[Your instructions]
Go through the records and give each one again exactly.

[Material for this task]

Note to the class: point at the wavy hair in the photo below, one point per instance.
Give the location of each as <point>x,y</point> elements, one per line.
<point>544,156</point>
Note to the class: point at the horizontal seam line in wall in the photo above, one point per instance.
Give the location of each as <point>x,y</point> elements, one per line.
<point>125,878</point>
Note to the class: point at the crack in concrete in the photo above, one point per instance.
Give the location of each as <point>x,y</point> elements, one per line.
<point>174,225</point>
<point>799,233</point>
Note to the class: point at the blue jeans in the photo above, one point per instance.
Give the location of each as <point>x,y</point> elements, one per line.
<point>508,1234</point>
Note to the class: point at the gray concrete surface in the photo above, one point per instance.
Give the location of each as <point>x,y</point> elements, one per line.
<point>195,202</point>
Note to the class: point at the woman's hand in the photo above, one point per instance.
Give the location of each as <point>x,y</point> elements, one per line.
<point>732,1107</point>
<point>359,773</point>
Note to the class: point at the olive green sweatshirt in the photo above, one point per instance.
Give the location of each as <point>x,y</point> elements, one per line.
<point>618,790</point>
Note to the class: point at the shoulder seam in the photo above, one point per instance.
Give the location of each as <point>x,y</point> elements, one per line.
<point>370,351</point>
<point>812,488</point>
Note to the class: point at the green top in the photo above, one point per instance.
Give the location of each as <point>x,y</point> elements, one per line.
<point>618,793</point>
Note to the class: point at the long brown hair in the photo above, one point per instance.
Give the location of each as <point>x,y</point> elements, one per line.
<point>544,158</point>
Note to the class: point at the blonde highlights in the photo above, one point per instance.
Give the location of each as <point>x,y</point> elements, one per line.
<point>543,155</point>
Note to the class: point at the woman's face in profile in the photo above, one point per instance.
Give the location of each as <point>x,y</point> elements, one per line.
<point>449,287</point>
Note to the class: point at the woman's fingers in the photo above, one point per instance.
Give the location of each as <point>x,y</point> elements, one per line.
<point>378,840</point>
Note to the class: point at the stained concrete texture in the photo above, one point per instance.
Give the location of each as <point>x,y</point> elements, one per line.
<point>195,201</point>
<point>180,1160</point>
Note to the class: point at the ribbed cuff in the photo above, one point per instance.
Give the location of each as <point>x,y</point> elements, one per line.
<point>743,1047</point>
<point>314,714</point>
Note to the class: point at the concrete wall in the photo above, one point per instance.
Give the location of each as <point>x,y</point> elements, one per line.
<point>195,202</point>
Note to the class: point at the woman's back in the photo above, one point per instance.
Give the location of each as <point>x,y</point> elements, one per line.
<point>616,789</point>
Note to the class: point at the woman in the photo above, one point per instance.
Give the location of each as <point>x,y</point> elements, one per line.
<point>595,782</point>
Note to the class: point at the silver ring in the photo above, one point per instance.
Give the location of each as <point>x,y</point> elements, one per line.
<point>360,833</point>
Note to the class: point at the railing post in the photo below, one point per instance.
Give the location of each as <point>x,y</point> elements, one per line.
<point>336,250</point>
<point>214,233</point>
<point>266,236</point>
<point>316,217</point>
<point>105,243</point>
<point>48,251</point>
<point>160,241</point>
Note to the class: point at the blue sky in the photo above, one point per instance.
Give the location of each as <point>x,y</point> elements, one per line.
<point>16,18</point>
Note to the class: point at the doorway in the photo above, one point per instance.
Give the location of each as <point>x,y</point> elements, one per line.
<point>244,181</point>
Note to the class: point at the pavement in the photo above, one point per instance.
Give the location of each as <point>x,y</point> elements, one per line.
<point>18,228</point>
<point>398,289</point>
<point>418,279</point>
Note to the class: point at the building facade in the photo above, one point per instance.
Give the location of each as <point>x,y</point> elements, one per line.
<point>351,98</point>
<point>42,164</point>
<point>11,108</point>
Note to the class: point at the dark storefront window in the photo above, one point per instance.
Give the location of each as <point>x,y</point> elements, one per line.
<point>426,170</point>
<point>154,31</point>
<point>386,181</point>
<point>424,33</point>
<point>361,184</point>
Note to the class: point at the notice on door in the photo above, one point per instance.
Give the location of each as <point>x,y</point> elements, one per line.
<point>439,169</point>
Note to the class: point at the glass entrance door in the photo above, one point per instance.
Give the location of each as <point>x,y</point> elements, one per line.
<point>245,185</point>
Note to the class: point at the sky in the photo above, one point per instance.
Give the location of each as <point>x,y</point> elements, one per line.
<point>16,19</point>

[Answer below]
Note to the class: point at the wavy hair in the photo below, one point per instance.
Give the location of each as <point>x,y</point> elements, one per line.
<point>544,156</point>
Note to the class: point at the horizontal seam line in wall in the photo above, one point per instance.
Give the location of each as <point>x,y</point> elements, one per line.
<point>125,878</point>
Note to the class: point at the crack in concrete in the photo above, one point per instance.
Give the location of each as <point>x,y</point> elements, one per line.
<point>174,225</point>
<point>799,233</point>
Note to the class: point at the blue jeans in the photo above, one point per instance.
Give the location of each as <point>x,y</point> elements, one per line.
<point>508,1234</point>
Note to the class: point at the gray concrete surface in the photo above, one point per instance.
Give the location of each as <point>x,y</point> elements, one per line.
<point>195,202</point>
Note to the class: point at the woman's hand in the photo above, one point per instance.
Give the location of each as <point>x,y</point> elements, one per line.
<point>732,1107</point>
<point>359,773</point>
Note to the class: point at the olive green sweatshirt in the photo above, one point per instance.
Give the location of each as <point>x,y</point> elements, one per line.
<point>618,790</point>
Note to the class: point at the shoulder seam in the photo above, one point per instance.
Give the location of each as <point>x,y</point> elements, one per line.
<point>370,351</point>
<point>812,488</point>
Note to the class: point at the green top in the photo above, one point per instance.
Give the location of each as <point>x,y</point> elements, one per line.
<point>618,793</point>
Note to the class: point at the long brown hair in the photo above, one point per instance.
Give the location of each as <point>x,y</point> elements, one per line.
<point>544,158</point>
Note to the class: point at the blonde highlights in the photo above, one point per instance.
Give the location of each as <point>x,y</point> elements, one per line.
<point>543,155</point>
Note to the class: point at the woman's face in profile in the photo above, one point per instance.
Give the location of each as <point>x,y</point> elements, one per line.
<point>449,287</point>
Note to the class: point at the woman's fingers in the photo above, one point per instance.
Give the location of each as <point>x,y</point> elements, one per line.
<point>378,840</point>
Note to the class: point at the stained concrete texture in the photo above, one point per instance.
Give the location of each as <point>x,y</point> elements, one per line.
<point>195,201</point>
<point>180,1160</point>
Note to the class: point at the ribbed cuff in the photo above, one point per instance.
Give the location of each as <point>x,y</point> elements, one per line.
<point>743,1047</point>
<point>314,714</point>
Note to the class: point at the concrete wall in the photo above, one point per instance.
Give the location of each as <point>x,y</point> elements, one per line.
<point>195,202</point>
Note to the class: point at the woman's back in the photo above, one point per instance.
Give the location of each as <point>x,y</point> elements, one per line.
<point>616,789</point>
Note to the class: point at the woman in the photo above, one point per instance.
Give the location of each as <point>x,y</point> elements, one per line.
<point>595,782</point>
Note to the class: point at the silver ring in the photo above, one point per instance.
Give the location of each as <point>x,y</point> elements, one per line.
<point>360,833</point>
Note to the class: point at the railing post in the photo below, one point per instance.
Give the location of each as <point>x,y</point> elements, one per line.
<point>336,250</point>
<point>214,233</point>
<point>266,236</point>
<point>316,217</point>
<point>105,243</point>
<point>48,251</point>
<point>160,241</point>
Note to the class: point at the blue sky in the photo above, one point per instance.
Give the location of each as <point>x,y</point> elements, one per line.
<point>16,18</point>
Note to the class: point at the doorway in the photo above, one point per instance.
Give the location of each as <point>x,y</point> elements, one per line.
<point>244,181</point>
Note to the class: point at the pavement in the photo above, one point per instance.
Give the location of each as <point>x,y</point> elements, one per line.
<point>18,228</point>
<point>398,289</point>
<point>418,279</point>
Note to the class: point at the building facade in the photo above, one point per instance.
Give the location of each as <point>x,y</point> elements, one per line.
<point>351,98</point>
<point>42,164</point>
<point>11,108</point>
Note to the class: point at the dark storefront window in the photo above, one point per instance.
Give the location of each as <point>x,y</point> elements, one per line.
<point>426,170</point>
<point>154,31</point>
<point>386,181</point>
<point>424,33</point>
<point>361,184</point>
Note to the class: point at the notice on door in the photo above, one point per instance.
Give the location of each as <point>x,y</point> elements, one per line.
<point>439,169</point>
Note to the class: point at the glass entrance door in the photo above, one point per instance.
Give the location of each as <point>x,y</point> elements, one per line.
<point>245,185</point>
Note to the class: point at the sky in the photo above, one point per instance.
Give the location of each as <point>x,y</point> elements, one per line.
<point>16,19</point>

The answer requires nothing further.